*OPDRACHTDOEL*. Schrijf een vervolg op de forumdraad over de afstand tussen draaipunt en kracht, te beginnen na het laatste bericht.

*AANGELEVERDE TEKST*.
* * *

Hoe bereken je de afstand tussen draaipunt en kracht?

Aya stelde deze vraag op 26 mei 2015 om 22:49.

 Hoi!

Ik snap niet hoe je de afstand tussen draaipunt en krachtpunt berekent.
Loodrecht op de zwaartekracht? En ik kom nooit op t goede antwoord uit...
Ik snap t niet meer....
Alvast bedankt.
Gr. Aya

Reacties

Jan van de Velde op 26 mei 2015 om 22:59
dag Aya,

Dan kun je beter maar eens met een voorbeeld komen waarin je vastloopt.
Afbeelding is cruciaal daarbij, kun je uploaden via het knopje 

Je hebt het over "berekenen". Dat zal dan wel met sinus/cosinus/tangens zijn? 

Groet, Jan

Theo de Klerk op 27 mei 2015 om 00:03
Het is eigenlijk een simpel meetkundig probleem.

Van een kracht teken je de werklijn. Dat is een lijn door het verlengde van de pijl (beide kanten op).  Vanuit het draaipunt laat je een loodlijn neer op die werklijn. Dat is de kortste afstand van dat draaipunt tot die werklijn.

De lengte van die loodlijn is wat men "de arm van de kracht" noemt.
Aya op 27 mei 2015 om 00:12
Ik bedoelde opmeten! Oeps!

* * *

*Records met puntannotaties*.
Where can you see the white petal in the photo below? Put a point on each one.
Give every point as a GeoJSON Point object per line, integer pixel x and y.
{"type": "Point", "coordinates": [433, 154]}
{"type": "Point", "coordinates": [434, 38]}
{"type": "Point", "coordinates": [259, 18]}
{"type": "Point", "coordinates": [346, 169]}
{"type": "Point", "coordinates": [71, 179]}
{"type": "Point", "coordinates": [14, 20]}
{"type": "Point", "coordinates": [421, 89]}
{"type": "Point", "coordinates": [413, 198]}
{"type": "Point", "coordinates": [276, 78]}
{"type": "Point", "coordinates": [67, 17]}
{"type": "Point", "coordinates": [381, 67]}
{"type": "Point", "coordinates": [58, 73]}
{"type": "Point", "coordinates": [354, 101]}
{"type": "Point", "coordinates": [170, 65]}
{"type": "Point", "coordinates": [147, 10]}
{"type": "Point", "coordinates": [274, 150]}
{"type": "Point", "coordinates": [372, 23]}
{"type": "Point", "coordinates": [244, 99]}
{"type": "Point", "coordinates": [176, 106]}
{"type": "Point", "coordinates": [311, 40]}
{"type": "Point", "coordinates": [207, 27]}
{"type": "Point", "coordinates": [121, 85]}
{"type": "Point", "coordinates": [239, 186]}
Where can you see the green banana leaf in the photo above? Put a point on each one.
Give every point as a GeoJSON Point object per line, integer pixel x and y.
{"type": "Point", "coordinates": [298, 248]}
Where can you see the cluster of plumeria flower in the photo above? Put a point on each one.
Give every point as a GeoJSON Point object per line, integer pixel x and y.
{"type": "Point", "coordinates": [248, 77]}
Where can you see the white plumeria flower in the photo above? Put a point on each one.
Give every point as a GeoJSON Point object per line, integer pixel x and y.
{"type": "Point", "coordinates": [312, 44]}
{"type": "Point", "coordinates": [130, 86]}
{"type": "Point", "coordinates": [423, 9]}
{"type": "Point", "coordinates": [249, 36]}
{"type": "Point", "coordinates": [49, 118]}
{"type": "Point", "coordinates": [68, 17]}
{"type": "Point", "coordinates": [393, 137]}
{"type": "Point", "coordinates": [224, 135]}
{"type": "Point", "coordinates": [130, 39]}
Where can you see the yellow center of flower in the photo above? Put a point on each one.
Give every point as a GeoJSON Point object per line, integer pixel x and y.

* * *

*ANTWOORD OP OPDRACHT*.
Maar de richting van de kracht kan je toch niet zelf bepalen? Ongeveer misschien wel, maar nooit precies? Maar ik snap niet waarvandaan je t loodrecht trekt. Je legt je loodlijn toch op de werklijn en dan kijk je wanneer hij het draaipunt raakt en niet andersom? Zou ik tussendoor nog snel een vraag kunnen stellen? Namelijk: Waar vind ik het zwaartepunt? Om een constructie stabiel te houden zou je een laag zwaartepunt meoten hebben. Maar t ene moment is t zwaartepunt het midden van iets en t andere moment is t weer laag...

Groet. Aya
Jan van de Velde op 27 mei 2015 om 00:19

Aya plaatste:

Maar de richting van de kracht kan je toch niet zelf bepalen? Ongeveer misschien wel, maar nooit precies? 
Ga je opmeten van een tekening of van een reële situatie?

Aya plaatste:

 Maar ik snap niet waarvandaan je t loodrecht trekt. Je legt je loodlijn toch op de werklijn en dan kijk je wanneer hij het draaipunt raakt en niet andersom?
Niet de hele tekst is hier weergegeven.